Start of Source text
Unfortunately sometimes I have to put my nose to the grindstone and do the research. Even if it doesn't really show up in the finished story.
'Swamp 'Gator Blues' was inspired by watching Southern Comfort. So just by watching that film I had a vague idea of what the Louisiana swamps would look like. Unfortunately the film was set in the 70s and I needed to know about modern-day Louisiana. This being in the days before I had an Internet connection there now followed a search for any scrap of information that might help me out.
I read novels by James Lee Burke and Daniel Woodrell that were set in Louisiana and featured cajun characters. I devoured the sections of a New Orleans travel guide that related to swamp trips, local cuisine and voodoo. I pored over an old issue of Guns and Ammo that discussed the respective merits of 30.06 rifles over 30-30 rifles in an attempt to work out what hardware the hunters should be carrying. I suffered through an extremely boring travel book about the Southern states which ended up being a waste of time as the British author couldn't even be bothered to report things accurately, e.g. using "coon-arse" instead of "coonass". And I think it must have been about this time I watched The Big Easy as I vaguely recall naming Remy after the Dennis Quaid character. I even watched Jean-Claude Van Damme's Hard Target for the bayou scenes.
End of Source text
Start of Data listing
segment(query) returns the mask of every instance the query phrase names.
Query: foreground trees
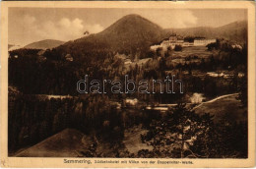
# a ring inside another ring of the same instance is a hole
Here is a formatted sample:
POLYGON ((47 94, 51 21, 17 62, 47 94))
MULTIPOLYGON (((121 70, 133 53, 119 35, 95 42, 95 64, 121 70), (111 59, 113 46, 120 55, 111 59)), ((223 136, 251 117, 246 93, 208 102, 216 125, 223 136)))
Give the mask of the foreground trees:
POLYGON ((196 114, 185 104, 169 110, 160 121, 154 121, 142 141, 154 149, 141 150, 141 157, 217 158, 246 157, 246 123, 196 114))

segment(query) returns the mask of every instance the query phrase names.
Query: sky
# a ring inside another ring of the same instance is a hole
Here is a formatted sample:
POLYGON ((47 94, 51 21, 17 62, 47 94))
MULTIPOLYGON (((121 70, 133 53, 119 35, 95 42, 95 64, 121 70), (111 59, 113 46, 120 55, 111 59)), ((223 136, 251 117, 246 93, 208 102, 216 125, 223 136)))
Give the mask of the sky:
POLYGON ((76 39, 86 30, 99 32, 129 14, 141 15, 162 28, 221 27, 247 20, 242 9, 10 8, 9 44, 24 46, 43 39, 76 39))

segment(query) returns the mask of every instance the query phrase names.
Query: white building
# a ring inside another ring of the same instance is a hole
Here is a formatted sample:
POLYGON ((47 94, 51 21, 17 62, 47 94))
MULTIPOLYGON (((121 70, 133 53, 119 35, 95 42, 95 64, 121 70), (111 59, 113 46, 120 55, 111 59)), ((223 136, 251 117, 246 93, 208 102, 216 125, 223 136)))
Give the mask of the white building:
POLYGON ((206 46, 210 43, 215 43, 216 39, 207 39, 207 38, 195 38, 194 46, 206 46))

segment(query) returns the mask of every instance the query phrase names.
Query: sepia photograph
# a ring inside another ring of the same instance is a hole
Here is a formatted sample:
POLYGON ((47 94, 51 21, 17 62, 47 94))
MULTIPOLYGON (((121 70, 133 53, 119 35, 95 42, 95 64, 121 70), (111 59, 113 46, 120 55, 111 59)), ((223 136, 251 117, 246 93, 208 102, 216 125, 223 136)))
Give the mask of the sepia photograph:
POLYGON ((255 154, 248 7, 21 4, 6 8, 1 46, 8 158, 136 166, 255 154))

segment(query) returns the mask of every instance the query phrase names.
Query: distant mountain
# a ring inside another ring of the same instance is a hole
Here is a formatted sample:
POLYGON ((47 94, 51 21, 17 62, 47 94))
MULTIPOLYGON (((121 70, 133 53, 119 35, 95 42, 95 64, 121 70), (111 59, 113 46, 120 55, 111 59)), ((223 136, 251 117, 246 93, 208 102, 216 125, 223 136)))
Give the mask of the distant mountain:
POLYGON ((208 38, 226 38, 243 43, 247 40, 247 22, 239 21, 219 28, 198 27, 188 28, 166 28, 166 36, 175 32, 182 36, 204 36, 208 38))
POLYGON ((45 39, 45 40, 40 40, 36 42, 30 43, 24 48, 30 48, 30 49, 51 49, 54 47, 57 47, 61 44, 65 43, 64 41, 60 40, 54 40, 54 39, 45 39))
POLYGON ((20 48, 22 48, 22 46, 20 46, 20 45, 8 44, 8 51, 12 51, 12 50, 15 50, 15 49, 20 49, 20 48))
POLYGON ((139 15, 128 15, 99 33, 67 42, 60 48, 63 50, 108 49, 130 53, 149 48, 162 36, 163 29, 158 25, 139 15))
MULTIPOLYGON (((146 54, 149 47, 158 43, 170 33, 183 36, 205 36, 208 38, 227 38, 240 43, 247 39, 246 22, 235 22, 219 28, 166 28, 139 15, 128 15, 101 32, 69 41, 54 49, 59 56, 71 54, 75 57, 89 56, 92 51, 111 51, 119 53, 146 54)), ((53 54, 56 55, 56 54, 53 54)), ((89 56, 89 57, 92 57, 89 56)))

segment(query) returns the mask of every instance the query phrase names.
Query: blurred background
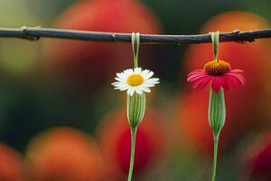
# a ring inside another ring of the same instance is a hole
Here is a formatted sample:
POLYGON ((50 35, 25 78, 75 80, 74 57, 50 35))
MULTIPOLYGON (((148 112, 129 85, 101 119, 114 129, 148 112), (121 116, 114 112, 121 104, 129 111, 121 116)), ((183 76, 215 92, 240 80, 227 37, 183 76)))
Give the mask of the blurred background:
MULTIPOLYGON (((1 0, 0 27, 194 34, 270 28, 268 0, 1 0)), ((271 180, 271 40, 223 43, 220 58, 245 71, 226 92, 217 180, 271 180)), ((141 44, 139 65, 161 83, 146 95, 135 180, 209 180, 209 90, 186 74, 212 59, 211 44, 141 44)), ((0 41, 0 180, 126 180, 130 133, 116 72, 130 43, 41 38, 0 41)))

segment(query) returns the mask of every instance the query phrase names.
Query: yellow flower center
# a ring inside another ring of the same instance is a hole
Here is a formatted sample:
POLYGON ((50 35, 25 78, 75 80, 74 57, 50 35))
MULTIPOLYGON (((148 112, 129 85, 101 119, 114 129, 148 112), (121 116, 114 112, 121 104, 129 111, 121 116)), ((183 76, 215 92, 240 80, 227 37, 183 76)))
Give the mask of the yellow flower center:
POLYGON ((131 86, 141 85, 144 82, 144 78, 140 74, 130 75, 127 79, 127 83, 131 86))
POLYGON ((219 61, 218 62, 210 61, 204 65, 205 71, 208 74, 214 76, 221 76, 224 73, 229 72, 230 69, 229 63, 225 61, 219 61))

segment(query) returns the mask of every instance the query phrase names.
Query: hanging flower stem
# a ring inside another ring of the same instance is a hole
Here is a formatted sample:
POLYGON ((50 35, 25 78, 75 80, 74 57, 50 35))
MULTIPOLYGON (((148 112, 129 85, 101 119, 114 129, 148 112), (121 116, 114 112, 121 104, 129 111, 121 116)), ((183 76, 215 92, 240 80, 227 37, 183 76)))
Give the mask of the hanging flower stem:
POLYGON ((136 128, 131 128, 131 157, 130 157, 130 167, 128 181, 132 180, 134 162, 135 162, 135 150, 136 150, 136 128))
POLYGON ((211 181, 216 180, 217 172, 217 162, 218 162, 218 147, 219 147, 219 137, 214 137, 213 139, 213 162, 212 162, 212 172, 211 172, 211 181))

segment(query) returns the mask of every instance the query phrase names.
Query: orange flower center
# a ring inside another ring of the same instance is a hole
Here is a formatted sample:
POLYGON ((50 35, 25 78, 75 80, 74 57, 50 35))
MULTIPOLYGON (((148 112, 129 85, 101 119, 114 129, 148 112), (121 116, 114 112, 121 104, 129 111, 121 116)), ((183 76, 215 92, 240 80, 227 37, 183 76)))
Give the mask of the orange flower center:
POLYGON ((127 79, 127 83, 131 86, 141 85, 144 82, 144 78, 140 74, 130 75, 127 79))
POLYGON ((230 71, 230 65, 225 61, 210 61, 204 65, 204 70, 210 75, 221 76, 230 71))

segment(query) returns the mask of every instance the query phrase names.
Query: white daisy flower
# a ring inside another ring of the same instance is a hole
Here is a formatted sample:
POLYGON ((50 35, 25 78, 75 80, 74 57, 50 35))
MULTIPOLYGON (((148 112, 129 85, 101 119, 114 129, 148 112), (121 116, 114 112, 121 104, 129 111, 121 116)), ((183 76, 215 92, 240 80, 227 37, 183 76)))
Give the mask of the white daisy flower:
POLYGON ((144 91, 151 92, 150 87, 159 83, 158 78, 151 78, 154 71, 142 71, 141 68, 127 69, 123 72, 117 73, 115 78, 117 81, 112 83, 115 90, 127 90, 127 94, 133 96, 135 92, 142 94, 144 91))

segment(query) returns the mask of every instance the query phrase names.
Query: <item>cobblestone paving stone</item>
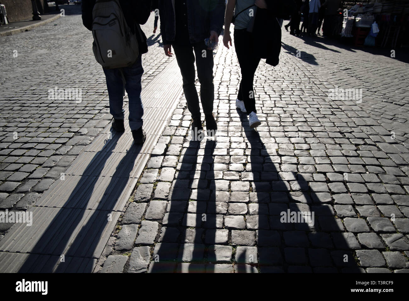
End of Data listing
### Work task A
Answer these questions using the piece on researching "Swamp 'Gator Blues," which appears before the records.
(i) Which film inspired "Swamp 'Gator Blues"?
(ii) Whose novels set in Louisiana did the writer read?
(iii) Which character did the writer name after the Dennis Quaid character in The Big Easy?
### Work task B
Write a continuation of the piece on researching "Swamp 'Gator Blues," shown before the records, starting after its last sentence.

### Written answer A
(i) Southern Comfort
(ii) James Lee Burke and Daniel Woodrell
(iii) Remy

### Written answer B
Probably the thing I worried about most was how to portray the cajun accent in print. I knew that cajun syntax could sometimes be a little strange but I couldn't find any real guidelines for how they phrased sentences so eventually I decided to just use standard syntax. Then there was the matter of how they pronounced words. In The Uncanny X-Men Chris Claremont always used to have the cajun X-Man Gambit say things like, "You gonna need a hand wit' dat." And of course Gambit had to drop in the occasional bit of French; "mes amis", "homme" etc.
Meanwhile an article on swamp music in Mojo suggested that gon' might be a more authentic pronounciation than going or gonna. And then there was the word "hunh" which I picked up from either Burke or Woodrell, I forget which.
I lost count of the times I rewrote the entire dialogue for the story trying to take into account all these different influences. In the end I went for a generic Southern accent with the odd bit of French thrown in.
All that work and there's still research-related aspects of that story that make me cringe when I read it. But hopefully I did enough work to fool the readers.